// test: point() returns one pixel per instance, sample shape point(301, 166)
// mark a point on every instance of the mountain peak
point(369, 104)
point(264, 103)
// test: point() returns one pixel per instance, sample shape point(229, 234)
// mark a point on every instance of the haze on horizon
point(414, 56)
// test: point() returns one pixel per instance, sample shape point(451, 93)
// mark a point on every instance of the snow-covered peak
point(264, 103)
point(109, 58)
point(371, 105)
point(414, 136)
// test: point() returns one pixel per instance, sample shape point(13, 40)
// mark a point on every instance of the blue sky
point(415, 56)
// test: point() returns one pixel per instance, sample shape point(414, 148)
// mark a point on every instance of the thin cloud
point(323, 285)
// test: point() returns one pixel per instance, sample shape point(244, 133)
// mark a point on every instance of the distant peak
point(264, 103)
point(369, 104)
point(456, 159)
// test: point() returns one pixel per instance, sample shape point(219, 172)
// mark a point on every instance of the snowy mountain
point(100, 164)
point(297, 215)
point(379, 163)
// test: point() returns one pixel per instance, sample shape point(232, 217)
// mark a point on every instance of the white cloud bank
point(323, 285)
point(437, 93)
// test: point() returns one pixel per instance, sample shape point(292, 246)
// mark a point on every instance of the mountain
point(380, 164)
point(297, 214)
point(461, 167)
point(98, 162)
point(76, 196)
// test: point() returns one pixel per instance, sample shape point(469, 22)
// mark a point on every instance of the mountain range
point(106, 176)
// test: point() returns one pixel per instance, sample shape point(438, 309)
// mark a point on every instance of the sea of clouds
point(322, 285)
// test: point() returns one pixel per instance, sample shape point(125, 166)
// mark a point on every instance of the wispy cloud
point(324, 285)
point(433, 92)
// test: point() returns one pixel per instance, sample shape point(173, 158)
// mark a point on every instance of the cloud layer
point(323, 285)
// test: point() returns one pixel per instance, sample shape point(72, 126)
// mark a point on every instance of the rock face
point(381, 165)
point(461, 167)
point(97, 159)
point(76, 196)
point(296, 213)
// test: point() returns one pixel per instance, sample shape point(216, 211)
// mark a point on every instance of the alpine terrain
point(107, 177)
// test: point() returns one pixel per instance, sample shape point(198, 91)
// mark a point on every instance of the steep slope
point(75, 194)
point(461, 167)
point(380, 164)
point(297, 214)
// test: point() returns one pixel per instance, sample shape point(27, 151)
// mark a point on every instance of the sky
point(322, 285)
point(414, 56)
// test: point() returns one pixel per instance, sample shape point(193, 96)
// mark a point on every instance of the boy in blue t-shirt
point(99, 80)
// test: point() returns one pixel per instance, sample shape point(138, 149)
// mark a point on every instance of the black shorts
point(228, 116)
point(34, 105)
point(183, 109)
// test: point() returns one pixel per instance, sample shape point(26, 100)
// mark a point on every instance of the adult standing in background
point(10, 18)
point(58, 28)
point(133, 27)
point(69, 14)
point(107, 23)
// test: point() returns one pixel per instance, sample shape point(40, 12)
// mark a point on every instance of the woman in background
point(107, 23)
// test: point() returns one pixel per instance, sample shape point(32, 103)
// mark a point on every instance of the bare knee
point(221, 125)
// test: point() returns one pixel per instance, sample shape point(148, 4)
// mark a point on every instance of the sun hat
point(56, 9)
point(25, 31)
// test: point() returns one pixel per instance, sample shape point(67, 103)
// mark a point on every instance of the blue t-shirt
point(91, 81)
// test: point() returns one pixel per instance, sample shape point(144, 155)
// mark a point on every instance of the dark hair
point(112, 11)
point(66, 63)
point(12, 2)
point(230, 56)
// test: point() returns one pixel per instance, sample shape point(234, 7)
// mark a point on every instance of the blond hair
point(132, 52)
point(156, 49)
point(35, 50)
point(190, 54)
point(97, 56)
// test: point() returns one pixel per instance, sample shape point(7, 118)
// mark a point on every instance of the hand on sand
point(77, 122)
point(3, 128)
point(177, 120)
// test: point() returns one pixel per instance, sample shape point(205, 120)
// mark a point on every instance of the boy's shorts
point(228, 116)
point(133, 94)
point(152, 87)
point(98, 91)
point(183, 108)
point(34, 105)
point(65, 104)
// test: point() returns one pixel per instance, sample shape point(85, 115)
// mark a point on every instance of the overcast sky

Action item: In the answer, every line above should be retyped exactly.

Answer box:
// test: point() returns one pixel per instance, sample shape point(301, 166)
// mark a point on every instance of the mountain peak
point(369, 104)
point(264, 103)
// test: point() returns one pixel per instance, sample shape point(229, 234)
// mark a point on every instance of the haze on horizon
point(414, 56)
// test: point() returns one pixel per instance, sample shape point(451, 93)
// mark a point on every instance of the snow-covered peak
point(264, 103)
point(109, 58)
point(371, 105)
point(414, 136)
// test: point() returns one pixel per instance, sample shape point(13, 40)
// mark a point on every instance of the blue sky
point(415, 56)
// test: point() returns one pixel per instance, sample shape point(414, 148)
// mark a point on every instance of the thin cloud
point(323, 285)
// test: point() returns one pixel per instance, sample shape point(244, 133)
// mark a point on every instance of the distant peak
point(264, 103)
point(369, 104)
point(456, 159)
// test: point() returns one pixel per instance, sample shape point(219, 172)
// mark a point on every instance of the snowy mountain
point(100, 164)
point(297, 215)
point(379, 163)
// test: point() returns one pixel per instance, sample shape point(232, 217)
// mark a point on every instance of the white cloud bank
point(323, 285)
point(437, 93)
// test: point() returns one pixel per instance, sample shape point(292, 246)
// mark a point on every instance of the mountain
point(380, 164)
point(297, 214)
point(461, 167)
point(98, 162)
point(76, 196)
// test: point() returns one pixel per instance, sample shape point(469, 22)
// mark a point on every instance of the mountain range
point(106, 176)
// test: point() returns one pixel per instance, sample shape point(438, 309)
// mark a point on every instance of the sea of clouds
point(322, 285)
// test: point() returns one pixel per instance, sample shape point(125, 166)
// mark a point on every instance of the wispy cloud
point(324, 285)
point(433, 92)
// test: point() returns one pixel per instance, sample shape point(173, 158)
// mark a point on every instance of the cloud layer
point(323, 285)
// test: point() returns one pixel per instance, sample shape point(72, 126)
// mark a point on every instance of the rock face
point(381, 165)
point(461, 167)
point(97, 159)
point(76, 196)
point(296, 213)
// test: point() returns one pixel per instance, sample shape point(216, 211)
// mark a point on every instance of the alpine terrain
point(107, 177)
// test: point() returns one pixel per instance, sample shape point(198, 91)
// mark a point on every instance of the steep slope
point(75, 194)
point(461, 167)
point(380, 164)
point(297, 214)
// test: point() returns one pixel per instance, sample shape point(27, 151)
// mark a point on every instance of the sky
point(322, 285)
point(414, 56)
// test: point() returns one pixel per instance, sample shape point(193, 96)
// mark a point on every instance of the boy in blue t-shirt
point(99, 80)
// test: point() returns one pixel per instance, sample shape point(138, 149)
// mark a point on every instance of the black shorts
point(228, 116)
point(34, 105)
point(183, 109)
// test: point() returns one pixel per instance, sample shape point(26, 100)
// mark a point on every instance of the adult standing in background
point(10, 18)
point(58, 28)
point(133, 27)
point(69, 14)
point(107, 23)
// test: point() returns one pixel per instance, sample shape point(40, 12)
// mark a point on every instance of the woman in background
point(107, 23)
// test: point() returns one pixel per instance, sample shape point(32, 103)
// mark a point on every instance of the bare knee
point(221, 125)
// test: point() returns one pixel per instance, sample shape point(148, 4)
// mark a point on every instance of the sun hat
point(56, 9)
point(25, 31)
// test: point() returns one pixel per instance, sample shape point(67, 103)
// mark a point on every instance of the blue t-shirt
point(91, 81)
// test: point() returns one pixel per instance, sample shape point(144, 155)
// mark a point on every instance of the dark hair
point(112, 11)
point(66, 63)
point(12, 2)
point(230, 56)
// test: point() returns one pixel per instance, sample shape point(234, 7)
// mark a point on every instance of the blond hair
point(132, 52)
point(156, 49)
point(35, 50)
point(190, 54)
point(97, 56)
// test: point() returns one pixel per instance, sample shape point(7, 118)
// mark a point on every instance of the hand on sand
point(77, 122)
point(3, 128)
point(177, 120)
// test: point() returns one pixel per instance, sample shape point(205, 120)
// mark a point on every instance of the boy's shorts
point(228, 116)
point(133, 94)
point(152, 87)
point(98, 91)
point(183, 108)
point(34, 105)
point(65, 104)
// test: point() returns one pixel per instance, sample shape point(85, 115)
// mark a point on every instance of the overcast sky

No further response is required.